> _SELECTED EXCERPT_:
:::::
In this section, we propose a hardware architecture design for each of the new optimized algorithms O-CIOS and O-FIOS discussed in the previous section. The O-CIOS design focuses on minimizing area usage while the design for O-FIOS focuses on maximizing the frequency and minimizing the total multiplication time.

### 4.1 Proposed O-CIOS Architecture

The proposed O-CIOS architecture is illustrated in Fig. 1 which mainly improves the area usage in comparison to the ones adopted before for hardware implementations. The architecture is composed of several processing elements (PEs) cascaded to perform the multiplication and reduction steps as can be seen in



**Fig. 1.** (a) Proposed O-CIOS architecture. (b) Processing element. (c) Design for input b and p. (d) Design for input a.

Fig. 1(a). Each PE performs a multiplication and an addition in parallel followed by an addition corresponding to lines 5 and 12 in Algorithm 4 as shown in Fig. 1(b). Notice that unlike Mrabet's design [10], no final PEs for multiplication and reduction are required since lines 7 and 14 are respectively similar to lines 5 and 12 with some registers set to 0. In addition, line 10 can be integrated in the reduction PE (line 12) since  $T[0] + m \cdot p[0] = T[0] \cdot 2^w$  which implies C = T[0] before performing the first iteration.

Each odd PE performs the entire first inner loop (lines 4–6) and line 7 (multiplication step) of one outer iteration while each even PE performs entire second inner loop (lines 11–13) and line 14 (reduction step) of one outer iteration. There is one fan-out needed in the output of the multiplication PE to store m for the reduction PE.

Once the PE is finished with processing one iteration, it processes another iteration, which can be seen by the loop-back after the last PE. There is a delay of 3 cycles between two consecutive multiplication or reduction PEs corresponding to one multiplication, one reduction, and computing m cycles. Therefore, to minimize the number of cycles, the number of PEs used is  $\lfloor (s+1)/3 \rfloor$ . This means that each PE performs 2 or 3 iterations. Thus, each PE uses 2 or 3 different words of input a as can be seen in Fig. 1(c). Words from inputs b and p rotate across each PE as shown in Fig. 1(d). The number of cycles required for this architecture to compute Montgomery multiplication is 4s cycles. For instance, for p434, O-CIOS requires 112 clock cycles.
:::::
> _SUPPLIED ENTRIES_:

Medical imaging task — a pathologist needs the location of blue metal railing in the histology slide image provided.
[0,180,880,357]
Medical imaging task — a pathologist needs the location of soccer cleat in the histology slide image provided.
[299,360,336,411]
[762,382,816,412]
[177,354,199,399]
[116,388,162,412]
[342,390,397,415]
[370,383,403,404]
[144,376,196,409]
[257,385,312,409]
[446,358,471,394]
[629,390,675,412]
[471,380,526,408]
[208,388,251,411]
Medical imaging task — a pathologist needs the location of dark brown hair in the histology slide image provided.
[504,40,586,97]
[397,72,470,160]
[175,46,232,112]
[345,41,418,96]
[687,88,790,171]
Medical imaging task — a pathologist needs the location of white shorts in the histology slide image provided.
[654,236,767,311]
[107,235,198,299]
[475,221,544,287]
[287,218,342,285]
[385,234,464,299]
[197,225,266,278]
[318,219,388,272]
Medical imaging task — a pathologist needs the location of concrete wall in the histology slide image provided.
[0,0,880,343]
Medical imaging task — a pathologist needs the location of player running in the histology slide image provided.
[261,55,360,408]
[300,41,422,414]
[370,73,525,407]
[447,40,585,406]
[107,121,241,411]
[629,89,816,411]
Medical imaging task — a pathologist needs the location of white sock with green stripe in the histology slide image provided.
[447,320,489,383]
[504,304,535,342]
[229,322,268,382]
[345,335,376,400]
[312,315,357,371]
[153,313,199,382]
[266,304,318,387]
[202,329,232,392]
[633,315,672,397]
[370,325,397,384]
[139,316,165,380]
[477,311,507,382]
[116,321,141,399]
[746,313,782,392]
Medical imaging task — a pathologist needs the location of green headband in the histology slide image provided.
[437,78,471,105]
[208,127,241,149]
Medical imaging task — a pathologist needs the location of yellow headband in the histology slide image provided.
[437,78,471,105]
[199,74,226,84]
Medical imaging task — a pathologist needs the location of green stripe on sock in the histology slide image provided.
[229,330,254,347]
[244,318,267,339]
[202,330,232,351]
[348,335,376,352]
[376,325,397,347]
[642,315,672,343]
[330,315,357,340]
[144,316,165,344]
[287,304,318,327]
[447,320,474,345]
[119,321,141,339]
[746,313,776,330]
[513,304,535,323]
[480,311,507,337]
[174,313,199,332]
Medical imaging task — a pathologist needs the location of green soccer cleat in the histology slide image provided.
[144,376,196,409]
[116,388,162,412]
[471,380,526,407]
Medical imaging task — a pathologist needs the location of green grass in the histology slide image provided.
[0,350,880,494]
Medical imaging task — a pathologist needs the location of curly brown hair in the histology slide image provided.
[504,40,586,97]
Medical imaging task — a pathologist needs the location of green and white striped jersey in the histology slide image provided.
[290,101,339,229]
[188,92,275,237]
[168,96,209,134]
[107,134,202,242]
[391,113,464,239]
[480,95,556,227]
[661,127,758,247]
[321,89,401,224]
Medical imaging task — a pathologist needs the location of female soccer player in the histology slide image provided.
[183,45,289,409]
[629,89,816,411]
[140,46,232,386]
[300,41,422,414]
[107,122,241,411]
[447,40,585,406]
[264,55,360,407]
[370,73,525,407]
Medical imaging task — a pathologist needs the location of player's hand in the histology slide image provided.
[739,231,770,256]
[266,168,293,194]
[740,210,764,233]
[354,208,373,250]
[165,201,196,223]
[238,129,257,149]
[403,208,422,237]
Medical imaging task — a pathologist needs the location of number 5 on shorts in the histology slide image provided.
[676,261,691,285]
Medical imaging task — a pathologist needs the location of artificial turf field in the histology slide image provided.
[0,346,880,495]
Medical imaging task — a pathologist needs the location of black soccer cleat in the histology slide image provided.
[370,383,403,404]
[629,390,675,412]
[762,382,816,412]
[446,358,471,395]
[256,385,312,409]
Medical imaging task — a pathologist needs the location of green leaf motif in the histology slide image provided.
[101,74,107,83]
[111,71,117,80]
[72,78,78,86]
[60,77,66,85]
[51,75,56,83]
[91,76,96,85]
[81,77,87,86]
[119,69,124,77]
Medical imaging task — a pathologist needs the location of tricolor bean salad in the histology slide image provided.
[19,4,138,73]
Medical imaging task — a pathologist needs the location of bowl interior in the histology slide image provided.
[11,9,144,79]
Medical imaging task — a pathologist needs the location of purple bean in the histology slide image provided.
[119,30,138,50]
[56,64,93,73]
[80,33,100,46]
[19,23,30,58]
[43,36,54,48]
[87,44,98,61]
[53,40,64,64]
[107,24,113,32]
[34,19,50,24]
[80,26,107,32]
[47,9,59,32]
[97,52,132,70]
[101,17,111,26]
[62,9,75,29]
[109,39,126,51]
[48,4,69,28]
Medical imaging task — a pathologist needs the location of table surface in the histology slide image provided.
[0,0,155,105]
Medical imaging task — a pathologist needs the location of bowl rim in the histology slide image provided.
:::::
> _SET EXERCISE_:
Answer these questions about the O-CIOS architecture text:
1. What does the O-FIOS design focus on?
2. Which lines of Algorithm 4 does each even PE perform?
3. How many clock cycles does O-CIOS need for p434?

> _CORRECT OUTPUT_:
1. Maximizing the frequency and minimizing the total multiplication time.
2. The entire second inner loop (lines 11–13) and line 14 (the reduction step) of one outer iteration.
3. 112 clock cycles.